Dataset rows:
--- Begin ---

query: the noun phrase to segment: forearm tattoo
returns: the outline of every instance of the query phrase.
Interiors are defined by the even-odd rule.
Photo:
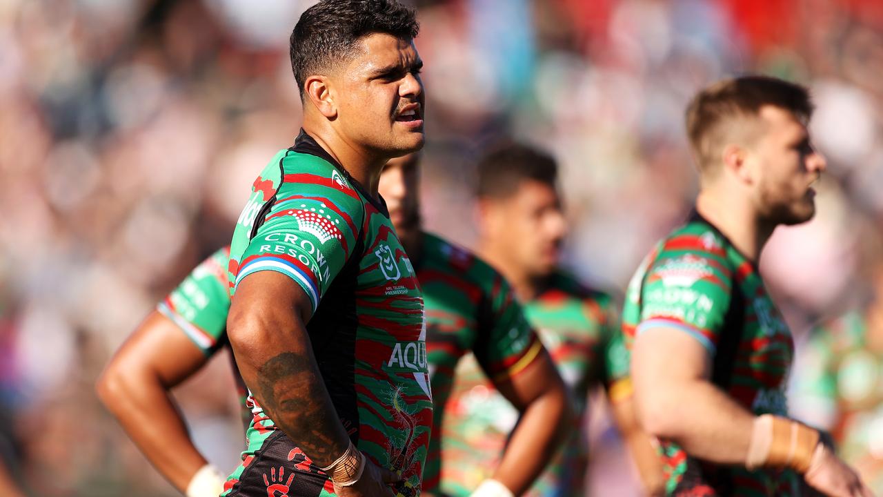
[[[264,363],[257,371],[258,401],[291,441],[326,466],[346,450],[349,440],[306,354],[283,352]]]

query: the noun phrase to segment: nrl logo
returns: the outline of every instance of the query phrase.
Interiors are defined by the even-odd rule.
[[[384,278],[395,281],[402,277],[402,271],[398,270],[398,264],[396,264],[396,254],[393,253],[389,245],[381,243],[374,250],[374,255],[381,261],[381,271],[383,272]]]
[[[350,187],[350,185],[346,183],[346,180],[343,180],[343,176],[338,172],[336,169],[331,172],[331,180],[336,183],[342,190],[345,190]]]

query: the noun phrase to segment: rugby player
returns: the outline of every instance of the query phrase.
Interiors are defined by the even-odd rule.
[[[377,194],[425,140],[418,29],[396,0],[323,0],[291,34],[303,129],[230,242],[227,334],[255,417],[225,496],[419,493],[423,298]]]
[[[661,472],[650,440],[634,417],[613,299],[559,268],[566,223],[555,159],[533,148],[510,144],[486,155],[478,170],[479,254],[502,273],[525,302],[528,321],[567,383],[577,414],[562,453],[550,460],[528,494],[585,494],[587,398],[596,386],[606,388],[645,491],[653,493]],[[467,495],[493,469],[487,460],[502,453],[512,426],[525,418],[487,385],[474,363],[464,361],[457,375],[452,414],[442,428],[442,490]]]
[[[816,326],[795,369],[795,417],[828,432],[838,454],[883,494],[883,260],[862,307]]]
[[[417,154],[390,160],[379,192],[411,255],[426,302],[436,409],[423,491],[438,492],[441,435],[435,430],[442,423],[456,363],[474,350],[494,385],[525,418],[512,436],[508,455],[481,492],[520,494],[554,451],[555,435],[567,425],[560,422],[566,416],[567,394],[502,277],[467,251],[421,231],[418,166]],[[108,408],[151,463],[188,497],[217,495],[223,478],[188,438],[168,391],[226,345],[229,253],[229,248],[218,250],[163,299],[99,381]],[[519,460],[526,452],[545,456]]]
[[[504,454],[473,495],[521,495],[546,467],[569,427],[567,391],[509,283],[474,255],[422,231],[417,161],[416,156],[390,161],[380,191],[426,302],[435,410],[423,490],[441,492],[439,471],[442,464],[449,463],[440,460],[440,447],[447,440],[441,427],[449,414],[446,407],[457,364],[472,351],[482,376],[521,415],[521,423],[506,433],[509,443]]]
[[[762,76],[696,96],[687,134],[699,194],[630,284],[638,418],[661,444],[676,495],[870,495],[816,430],[787,417],[793,341],[758,271],[779,225],[815,212],[825,159],[810,141],[807,90]]]

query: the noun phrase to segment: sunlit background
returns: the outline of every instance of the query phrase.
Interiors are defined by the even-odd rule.
[[[156,301],[230,241],[252,180],[292,143],[288,34],[311,4],[0,0],[0,456],[31,494],[175,494],[93,384]],[[472,244],[474,161],[523,139],[562,167],[567,265],[621,293],[695,195],[688,99],[762,72],[811,87],[829,165],[817,218],[767,248],[768,284],[798,342],[867,298],[883,257],[883,2],[418,6],[430,229]],[[243,433],[226,361],[177,396],[200,447],[232,469]],[[634,492],[600,414],[592,433],[595,494]]]

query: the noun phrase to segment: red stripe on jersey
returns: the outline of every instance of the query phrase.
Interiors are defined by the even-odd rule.
[[[260,192],[260,200],[262,202],[267,202],[275,194],[275,187],[273,186],[273,180],[264,180],[260,176],[252,183],[252,189],[255,192]]]
[[[310,280],[313,282],[313,284],[315,286],[315,288],[319,291],[321,291],[321,287],[320,287],[319,285],[319,278],[316,277],[316,274],[313,272],[313,270],[311,270],[309,266],[300,262],[300,260],[298,260],[298,257],[292,257],[288,254],[276,254],[274,252],[255,254],[254,256],[249,256],[245,257],[245,259],[242,261],[242,264],[240,264],[240,267],[245,267],[245,265],[248,263],[253,261],[254,259],[283,259],[288,263],[291,263],[291,264],[297,266],[298,269],[303,271],[304,273],[306,274],[307,278],[309,278]]]
[[[751,265],[751,263],[744,261],[739,264],[739,267],[736,268],[736,280],[742,283],[752,272],[754,272],[754,266]]]
[[[724,250],[723,247],[719,245],[709,247],[701,236],[695,234],[674,236],[665,241],[662,250],[698,250],[700,252],[714,254],[720,257],[727,256],[727,251]]]
[[[481,300],[481,288],[457,274],[436,269],[421,268],[417,271],[417,279],[422,282],[421,285],[424,288],[437,281],[459,289],[466,294],[472,302],[478,302]]]
[[[494,363],[493,366],[499,366],[499,367],[494,367],[493,369],[497,371],[505,371],[512,367],[516,363],[520,361],[521,358],[524,357],[525,354],[527,354],[531,350],[531,348],[534,346],[534,344],[538,340],[539,338],[537,337],[536,333],[532,333],[530,343],[528,343],[527,346],[521,350],[521,352],[514,356],[509,356],[509,357],[505,357],[502,361]]]
[[[358,196],[357,196],[357,198],[358,198]],[[278,204],[280,204],[280,203],[282,203],[283,202],[289,202],[291,200],[298,200],[298,199],[314,200],[316,202],[320,202],[321,203],[324,203],[325,204],[325,208],[330,209],[331,210],[334,210],[338,216],[341,217],[341,218],[343,219],[343,221],[346,223],[346,226],[350,227],[350,233],[352,233],[352,236],[356,236],[358,233],[358,231],[356,229],[356,224],[352,221],[352,218],[351,218],[350,215],[347,214],[346,212],[341,210],[333,202],[331,202],[330,200],[328,200],[328,197],[318,196],[318,195],[297,195],[287,196],[287,197],[285,197],[283,199],[281,199],[281,200],[277,200],[276,203],[275,203],[275,205],[278,205]],[[359,199],[359,202],[361,202],[360,199]],[[285,211],[282,211],[282,214],[284,214],[284,213],[285,213]],[[280,213],[274,214],[273,216],[270,216],[270,218],[275,218],[275,216],[277,216]]]
[[[355,190],[349,187],[341,186],[331,178],[327,178],[325,176],[319,176],[316,174],[310,174],[308,172],[295,172],[291,174],[285,175],[286,183],[306,183],[307,185],[319,185],[321,187],[327,187],[334,190],[339,191],[347,196],[354,198],[358,202],[362,202],[362,199],[358,196],[358,194]]]

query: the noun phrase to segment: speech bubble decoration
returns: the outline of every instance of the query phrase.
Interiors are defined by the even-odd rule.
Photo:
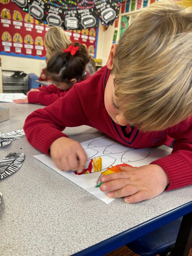
[[[79,21],[75,17],[68,17],[65,20],[65,25],[67,30],[70,28],[74,29],[79,27]]]
[[[29,14],[36,19],[40,19],[43,17],[44,12],[42,8],[36,4],[32,4],[29,7]]]
[[[47,17],[48,25],[54,27],[60,27],[62,24],[61,17],[56,14],[49,13]]]
[[[89,27],[93,27],[96,24],[96,19],[92,15],[86,15],[81,18],[81,23],[85,29]]]
[[[107,8],[101,13],[101,18],[106,23],[114,19],[116,13],[112,8]]]
[[[21,7],[24,7],[27,3],[27,0],[12,0],[12,2],[15,3]]]

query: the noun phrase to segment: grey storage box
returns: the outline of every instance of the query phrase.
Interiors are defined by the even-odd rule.
[[[0,122],[9,119],[9,109],[0,108]]]

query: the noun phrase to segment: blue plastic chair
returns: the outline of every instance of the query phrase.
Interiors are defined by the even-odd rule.
[[[188,256],[192,247],[192,211],[126,245],[141,256]]]
[[[38,80],[39,77],[34,73],[29,74],[29,90],[32,88],[37,88],[39,87],[39,83],[36,82],[35,80]]]
[[[127,246],[141,256],[165,255],[171,251],[175,242],[183,217],[159,228],[127,244]],[[169,254],[170,255],[170,254]]]

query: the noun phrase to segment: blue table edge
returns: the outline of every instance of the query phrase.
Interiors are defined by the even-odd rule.
[[[101,256],[191,211],[192,201],[71,254],[71,256]]]

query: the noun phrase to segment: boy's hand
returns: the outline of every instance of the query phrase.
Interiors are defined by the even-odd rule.
[[[87,156],[80,144],[67,137],[60,137],[50,147],[50,154],[58,168],[79,173],[85,167]]]
[[[110,198],[126,197],[126,203],[135,203],[151,199],[161,194],[169,185],[164,170],[156,164],[149,164],[137,168],[120,166],[122,172],[115,173],[102,177],[103,191],[110,191]]]
[[[42,74],[41,76],[41,78],[42,79],[45,79],[47,77],[44,74]]]
[[[40,90],[39,90],[38,89],[33,89],[32,88],[31,89],[30,91],[29,91],[27,93],[27,95],[28,95],[28,94],[30,92],[40,92]]]
[[[27,97],[25,99],[19,99],[18,100],[13,100],[13,102],[15,103],[28,103],[29,102],[28,101],[28,97]]]

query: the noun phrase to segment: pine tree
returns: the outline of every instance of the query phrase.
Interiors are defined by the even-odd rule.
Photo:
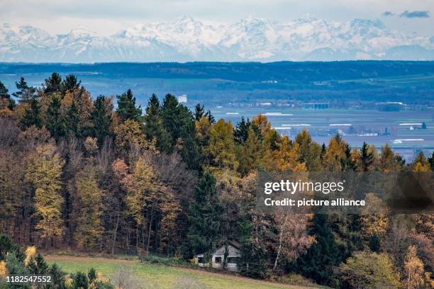
[[[163,126],[160,101],[155,94],[149,99],[144,118],[144,130],[148,140],[152,141],[155,138],[157,147],[160,151],[170,152],[172,149],[170,136]]]
[[[65,135],[66,131],[66,123],[60,113],[60,99],[52,96],[46,113],[45,126],[56,141]]]
[[[128,89],[121,96],[117,96],[116,98],[118,98],[116,113],[121,120],[123,122],[126,120],[133,120],[140,122],[142,108],[140,106],[135,106],[135,97],[133,96],[131,89]]]
[[[38,128],[43,126],[43,120],[41,117],[41,105],[38,101],[36,98],[33,98],[28,104],[29,107],[26,108],[24,114],[20,120],[21,127],[22,129],[30,128],[35,125]]]
[[[111,135],[111,110],[107,108],[107,98],[104,96],[99,96],[94,101],[94,108],[90,113],[90,120],[92,124],[91,128],[91,135],[98,139],[98,143],[101,145],[104,137]],[[113,108],[111,105],[110,108]]]
[[[343,259],[330,227],[328,215],[316,214],[310,234],[316,242],[297,260],[298,269],[320,284],[333,285],[333,267]]]
[[[62,76],[57,72],[53,72],[48,79],[45,79],[44,94],[52,94],[62,91]]]
[[[208,263],[216,247],[221,207],[218,203],[214,177],[204,174],[199,179],[190,205],[188,238],[194,254],[204,254]]]

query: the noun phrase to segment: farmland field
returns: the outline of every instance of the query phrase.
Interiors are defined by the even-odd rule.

--- End ---

> **Task requirements**:
Rescale everything from the line containing "query: the noun phrase to segment: boy's hand" down to the end of the items, requests included, multiplying every polygon coordinate in the answers by 2.45 and rounding to whole numbers with halves rounded up. Leave the pictures out.

> **Answer below**:
query: the noun phrase to segment: boy's hand
returns: the outline of every instance of the query phrase.
Interiors are defined by the even-odd rule.
[[[213,382],[196,353],[164,336],[147,336],[123,360],[123,377],[142,412],[194,424],[208,409]]]
[[[270,485],[309,483],[309,497],[331,497],[370,488],[394,475],[414,453],[402,417],[382,402],[365,402],[336,412],[294,407],[299,421],[282,424],[250,434],[252,468],[270,468]]]
[[[103,181],[100,186],[100,191],[103,194],[110,194],[115,189],[108,181]]]
[[[98,221],[96,221],[93,218],[81,218],[78,216],[76,218],[74,223],[71,223],[66,228],[66,233],[69,233],[69,230],[74,225],[98,225]]]
[[[66,238],[61,243],[47,243],[44,245],[32,245],[32,250],[37,252],[69,252],[71,250],[69,247],[69,238]]]

query: the noun phrase to segment: pine tree
returns: the outline of every instance of the query phrase.
Interiors are defined by the even-odd rule.
Photo:
[[[399,309],[392,247],[380,230],[365,243],[353,289],[353,319],[363,343],[372,345],[380,338],[385,360],[392,370],[417,372],[421,365],[417,333]]]
[[[159,331],[162,321],[162,301],[147,277],[147,243],[127,235],[113,277],[110,309],[137,345]]]
[[[314,218],[296,235],[287,235],[284,240],[289,240],[284,277],[296,294],[301,299],[309,294],[326,294],[343,299],[348,265],[343,260],[331,260],[331,238],[326,235],[321,218]]]
[[[93,314],[105,309],[105,294],[100,287],[100,257],[93,247],[88,240],[81,240],[69,255],[71,262],[64,265],[59,279],[49,294],[51,311],[54,316],[74,314],[86,306]]]
[[[272,331],[272,270],[262,265],[262,240],[255,235],[243,235],[230,247],[230,265],[221,277],[221,294],[225,304],[223,314],[223,331],[240,341],[240,350],[247,355],[255,336]],[[277,265],[272,257],[270,265]]]
[[[840,635],[809,556],[804,527],[774,524],[760,573],[774,593],[728,637],[730,659],[784,696],[816,698],[816,654]]]
[[[152,186],[140,176],[130,176],[118,194],[110,194],[108,230],[127,230],[152,223]]]
[[[510,644],[529,605],[541,507],[534,497],[524,434],[500,426],[488,439],[466,502],[461,583],[475,622],[500,622]]]

query: the noun phrase to segment: farmland field
returns: the outline of every instance of the query phrase.
Interiors are defined by the even-odd rule.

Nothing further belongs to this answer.